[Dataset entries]
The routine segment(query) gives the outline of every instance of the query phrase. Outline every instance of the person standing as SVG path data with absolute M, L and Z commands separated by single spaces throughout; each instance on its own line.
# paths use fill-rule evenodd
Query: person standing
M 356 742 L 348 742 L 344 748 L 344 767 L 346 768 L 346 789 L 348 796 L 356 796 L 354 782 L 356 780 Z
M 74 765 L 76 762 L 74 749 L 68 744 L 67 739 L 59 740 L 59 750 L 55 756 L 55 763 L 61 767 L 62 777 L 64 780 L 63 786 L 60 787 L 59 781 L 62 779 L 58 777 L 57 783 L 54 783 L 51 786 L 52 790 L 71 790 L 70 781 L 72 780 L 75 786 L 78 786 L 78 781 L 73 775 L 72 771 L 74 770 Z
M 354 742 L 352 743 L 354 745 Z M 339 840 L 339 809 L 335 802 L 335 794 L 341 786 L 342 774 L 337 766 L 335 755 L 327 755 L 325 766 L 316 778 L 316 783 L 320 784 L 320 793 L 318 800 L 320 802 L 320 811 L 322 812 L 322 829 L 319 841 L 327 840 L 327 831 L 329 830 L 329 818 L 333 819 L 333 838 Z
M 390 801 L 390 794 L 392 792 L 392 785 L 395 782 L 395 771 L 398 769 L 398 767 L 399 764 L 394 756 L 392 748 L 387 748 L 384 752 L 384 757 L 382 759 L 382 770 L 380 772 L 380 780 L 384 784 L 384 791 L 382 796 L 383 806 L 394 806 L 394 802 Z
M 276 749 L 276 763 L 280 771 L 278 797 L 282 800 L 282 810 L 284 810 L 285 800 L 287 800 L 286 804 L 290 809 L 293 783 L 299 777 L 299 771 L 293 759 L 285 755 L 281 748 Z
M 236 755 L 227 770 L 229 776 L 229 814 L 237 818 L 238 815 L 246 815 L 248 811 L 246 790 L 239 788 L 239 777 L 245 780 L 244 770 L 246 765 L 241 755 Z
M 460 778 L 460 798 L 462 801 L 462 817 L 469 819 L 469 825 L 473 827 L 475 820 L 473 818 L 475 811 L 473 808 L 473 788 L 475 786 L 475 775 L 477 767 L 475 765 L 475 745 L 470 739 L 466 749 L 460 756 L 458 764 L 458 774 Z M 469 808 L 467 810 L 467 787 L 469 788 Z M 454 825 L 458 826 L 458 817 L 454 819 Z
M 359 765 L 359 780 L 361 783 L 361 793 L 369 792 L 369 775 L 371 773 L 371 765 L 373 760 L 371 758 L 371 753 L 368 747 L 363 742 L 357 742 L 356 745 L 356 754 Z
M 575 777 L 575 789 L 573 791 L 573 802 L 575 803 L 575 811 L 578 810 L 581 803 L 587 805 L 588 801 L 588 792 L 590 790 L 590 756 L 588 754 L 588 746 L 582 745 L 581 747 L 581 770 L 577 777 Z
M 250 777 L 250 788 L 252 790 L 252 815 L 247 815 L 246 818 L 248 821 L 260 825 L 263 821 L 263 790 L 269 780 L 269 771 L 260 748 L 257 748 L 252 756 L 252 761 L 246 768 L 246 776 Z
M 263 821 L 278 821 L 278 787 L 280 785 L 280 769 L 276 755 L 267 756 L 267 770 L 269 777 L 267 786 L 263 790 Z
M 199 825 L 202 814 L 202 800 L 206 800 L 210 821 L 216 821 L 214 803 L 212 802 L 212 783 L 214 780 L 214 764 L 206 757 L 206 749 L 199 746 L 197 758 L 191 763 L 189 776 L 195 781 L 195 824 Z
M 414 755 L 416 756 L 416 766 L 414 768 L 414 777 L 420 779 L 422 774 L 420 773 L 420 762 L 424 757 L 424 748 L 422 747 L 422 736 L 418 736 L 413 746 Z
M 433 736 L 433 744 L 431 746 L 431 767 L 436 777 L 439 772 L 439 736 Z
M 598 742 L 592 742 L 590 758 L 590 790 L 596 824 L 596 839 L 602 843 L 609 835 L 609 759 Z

#### ACTIVITY
Please give the data again in full, exactly as written.

#### TASK RESPONSE
The routine segment(query) gives the outline of every instance of the query phrase. Outline every instance of the person standing as SVG path data with absolute M, L and Z commands separated by single spaces throughout; each instance on its own line.
# paths use fill-rule evenodd
Query: person standing
M 356 742 L 348 742 L 344 748 L 344 767 L 346 768 L 346 789 L 348 796 L 356 796 L 354 782 L 356 780 Z
M 74 765 L 76 762 L 74 749 L 68 744 L 67 739 L 59 740 L 59 750 L 55 756 L 55 763 L 61 767 L 62 777 L 64 780 L 63 786 L 60 787 L 59 781 L 62 779 L 58 777 L 57 783 L 54 783 L 51 786 L 52 790 L 71 790 L 70 781 L 72 780 L 75 786 L 78 786 L 78 781 L 73 775 L 72 771 L 74 770 Z
M 354 742 L 352 743 L 354 745 Z M 339 840 L 339 809 L 335 802 L 335 794 L 341 786 L 342 774 L 337 766 L 335 755 L 327 755 L 325 766 L 316 778 L 316 783 L 320 784 L 320 793 L 318 800 L 320 802 L 320 811 L 322 812 L 322 829 L 319 841 L 327 840 L 327 831 L 329 830 L 329 818 L 333 819 L 333 838 Z
M 390 801 L 390 794 L 392 792 L 392 785 L 395 782 L 395 771 L 398 769 L 398 767 L 399 764 L 394 756 L 392 748 L 387 748 L 384 752 L 384 757 L 382 759 L 382 770 L 380 772 L 380 780 L 384 784 L 384 791 L 382 796 L 383 806 L 394 806 L 394 802 Z
M 276 749 L 276 763 L 280 771 L 278 797 L 282 800 L 282 810 L 284 810 L 285 800 L 287 800 L 286 804 L 290 809 L 293 783 L 299 777 L 299 771 L 293 759 L 285 755 L 281 748 Z
M 236 755 L 227 770 L 229 776 L 229 814 L 237 818 L 238 815 L 246 815 L 248 811 L 246 790 L 239 788 L 239 777 L 245 780 L 244 770 L 246 765 L 241 755 Z
M 460 778 L 460 798 L 462 801 L 462 817 L 469 819 L 469 825 L 473 827 L 475 820 L 473 818 L 475 811 L 473 808 L 473 788 L 475 786 L 475 775 L 477 767 L 475 765 L 475 745 L 470 739 L 466 749 L 460 756 L 458 764 L 458 774 Z M 469 808 L 467 810 L 467 787 L 469 788 Z M 454 825 L 458 826 L 458 817 L 454 819 Z
M 359 765 L 359 780 L 361 783 L 361 793 L 369 792 L 369 775 L 371 773 L 371 765 L 373 760 L 371 758 L 371 753 L 368 747 L 363 742 L 357 742 L 356 745 L 356 754 Z
M 575 777 L 575 789 L 573 791 L 573 802 L 575 803 L 575 811 L 578 810 L 581 803 L 587 805 L 588 801 L 588 792 L 590 790 L 590 756 L 588 754 L 588 746 L 582 745 L 581 747 L 581 770 L 577 777 Z
M 250 777 L 250 788 L 252 790 L 252 815 L 247 815 L 246 818 L 248 821 L 260 825 L 263 821 L 263 790 L 269 780 L 269 771 L 260 748 L 257 748 L 252 756 L 252 761 L 246 768 L 246 776 Z
M 263 821 L 278 821 L 278 787 L 280 785 L 280 769 L 276 755 L 267 756 L 267 770 L 269 777 L 267 786 L 263 790 Z
M 199 825 L 202 814 L 202 800 L 206 800 L 210 821 L 216 821 L 214 803 L 212 802 L 212 783 L 214 780 L 214 764 L 206 757 L 206 749 L 199 746 L 197 758 L 191 763 L 189 776 L 195 781 L 195 824 Z
M 414 755 L 416 756 L 416 766 L 414 768 L 414 777 L 420 779 L 422 774 L 420 773 L 420 762 L 424 757 L 424 748 L 422 747 L 422 736 L 418 736 L 413 746 Z
M 433 736 L 433 744 L 431 746 L 431 767 L 436 777 L 439 772 L 439 736 Z
M 598 742 L 592 742 L 590 758 L 590 790 L 596 824 L 596 839 L 602 843 L 609 835 L 609 759 Z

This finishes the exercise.